— BEGIN Data for this task —
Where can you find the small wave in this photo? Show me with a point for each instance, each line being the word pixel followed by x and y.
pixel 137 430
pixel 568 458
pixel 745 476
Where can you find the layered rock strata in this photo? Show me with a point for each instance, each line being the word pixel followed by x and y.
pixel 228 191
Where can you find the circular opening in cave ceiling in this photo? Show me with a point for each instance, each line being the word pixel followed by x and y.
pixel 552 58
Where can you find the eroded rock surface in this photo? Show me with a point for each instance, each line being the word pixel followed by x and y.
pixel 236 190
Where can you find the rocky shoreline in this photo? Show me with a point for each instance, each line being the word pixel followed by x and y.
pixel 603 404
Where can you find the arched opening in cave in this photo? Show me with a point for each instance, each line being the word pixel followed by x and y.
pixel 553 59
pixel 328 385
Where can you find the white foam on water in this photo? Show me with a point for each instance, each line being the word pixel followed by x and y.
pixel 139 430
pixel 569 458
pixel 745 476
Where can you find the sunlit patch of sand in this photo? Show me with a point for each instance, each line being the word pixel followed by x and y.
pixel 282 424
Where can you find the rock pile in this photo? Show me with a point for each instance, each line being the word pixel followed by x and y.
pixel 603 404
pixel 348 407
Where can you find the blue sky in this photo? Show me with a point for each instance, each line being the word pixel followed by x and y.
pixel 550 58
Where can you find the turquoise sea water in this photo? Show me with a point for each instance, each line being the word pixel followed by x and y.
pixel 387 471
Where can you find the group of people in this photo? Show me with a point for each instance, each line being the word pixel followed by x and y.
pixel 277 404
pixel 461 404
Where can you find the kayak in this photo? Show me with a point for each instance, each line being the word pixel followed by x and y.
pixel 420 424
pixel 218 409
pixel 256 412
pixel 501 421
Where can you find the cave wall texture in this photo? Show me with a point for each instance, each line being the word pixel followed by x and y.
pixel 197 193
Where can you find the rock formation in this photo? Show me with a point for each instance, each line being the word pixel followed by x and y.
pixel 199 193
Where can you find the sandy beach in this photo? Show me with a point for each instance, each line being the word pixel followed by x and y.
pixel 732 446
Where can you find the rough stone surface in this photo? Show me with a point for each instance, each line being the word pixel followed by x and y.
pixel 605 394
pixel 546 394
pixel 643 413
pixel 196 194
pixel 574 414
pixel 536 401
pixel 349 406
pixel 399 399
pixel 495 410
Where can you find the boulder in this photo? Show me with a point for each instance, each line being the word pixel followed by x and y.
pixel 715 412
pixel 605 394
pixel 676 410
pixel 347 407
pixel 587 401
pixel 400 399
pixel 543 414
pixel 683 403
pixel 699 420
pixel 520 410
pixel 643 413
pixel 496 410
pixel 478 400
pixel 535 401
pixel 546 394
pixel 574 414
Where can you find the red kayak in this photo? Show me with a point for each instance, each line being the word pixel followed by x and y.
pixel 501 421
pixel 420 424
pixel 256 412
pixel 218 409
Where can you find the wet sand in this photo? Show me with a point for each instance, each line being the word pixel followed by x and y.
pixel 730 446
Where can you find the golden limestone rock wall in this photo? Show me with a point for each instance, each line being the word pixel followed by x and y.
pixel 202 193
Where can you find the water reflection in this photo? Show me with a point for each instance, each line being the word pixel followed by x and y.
— END Data for this task —
#### [Required task]
Format as a numbered list the lines of the listing beginning at the line that contains "Where can you find the arched" and ending after the line that contains "pixel 495 410", omitting any blank lines.

#### [Task result]
1. Where can you find the arched opening in cave in this photo? Show me with a point for each instance, each line being the word pixel followed by x and y.
2. pixel 553 59
3. pixel 328 385
4. Where can you find the white foam on water in this photo? Show me with a point for each instance, each line being the word pixel followed by x and y.
5. pixel 139 430
6. pixel 569 458
7. pixel 745 476
8. Where can you find the sunlit patch of sand in this photo? Show me with a point for each instance, each line being the word pixel followed by x and y.
9. pixel 282 424
10. Where can you find the rock pile in this photo? Show me with a point for each instance, each line being the word pixel followed by x and y.
11. pixel 603 404
12. pixel 348 407
13. Where can you find the blue sky in this photo? Show me with a point for each instance, each line being the word pixel followed by x and y.
14. pixel 550 58
15. Where can you find the turquoise sea water in this photo? Show me with a point for each instance, each line being the word pixel followed by x and y.
16. pixel 387 471
17. Where can you find the group of people in this photo? Show me with a point for each instance, each line being the word pixel followed by x and y.
18. pixel 277 404
19. pixel 461 404
20. Where can you find the kayak in this photo? Show me with a point for each instance, each line being the word pixel followed by x and y.
21. pixel 420 424
22. pixel 218 409
23. pixel 256 412
24. pixel 501 421
25. Where can you find the cave wall texture in this photo? Show me with a point for each instance, each line being the word pixel followed by x and y.
26. pixel 197 193
27. Where can you find the rock formation in this photo? Show me with a point for each instance, each line being the word pixel followed by x and y.
28. pixel 199 193
29. Where can you find the sandy beach in this photo? Show me with a point for each instance, each line being the word pixel followed by x and y.
30. pixel 732 446
31. Where can you find the rough stone surface in this photo? Show me with a point for each instance, each line being the word pixel followed by x and y.
32. pixel 605 394
33. pixel 546 394
34. pixel 643 413
35. pixel 196 194
36. pixel 574 414
37. pixel 536 401
38. pixel 349 406
39. pixel 399 399
40. pixel 495 410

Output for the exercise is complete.